Passage given:
URLEn/Decoder with ASCII and UTF8 flag

Got an idea for enhancing PureBasic? New command(s) you'd like to see?
User avatar
mback2k
Enthusiast
Enthusiast
Posts: 257
Joined: Sun Dec 02, 2007 12:11 pm
Location: Germany

URLEn/Decoder with ASCII and UTF8 flag

Post by mback2k »

Hello everyone,

I would really like to see the URLDecoder function support different character sets, because of the following problem:

Source code:

Code: Select all

Procedure.s UTF8ToString(UTF8$)
  Protected String$ = Space(StringByteLength(UTF8$, #PB_Ascii)+1)
  PokeS(@String$, UTF8$, -1, #PB_Ascii)

Problem 1: From the forum thread, transcribe everything from "Post by mback2k" down to "UTF8$, -1, #PB_Ascii)".
Problem 2:
Answer these questions from the forum thread, one line each:
(a) What location is listed for the user mback2k?
(b) How many posts does mback2k's profile show?
(c) Which function does the poster want to support different character sets?

Supplied information:
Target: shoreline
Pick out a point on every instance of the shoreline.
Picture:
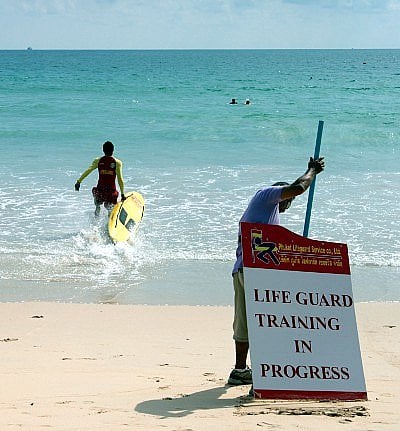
(99, 366)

Correct response 1:
Post by mback2k »

Hello everyone,

I would really like to see the URLDecoder function support different character sets, because of the following problem:

Source code:

Code: Select all

Procedure.s UTF8ToString(UTF8$)
  Protected String$ = Space(StringByteLength(UTF8$, #PB_Ascii)+1)
  PokeS(@String$, UTF8$, -1, #PB_Ascii)

Correct response 2:
(a) Germany
(b) 257
(c) URLDecoder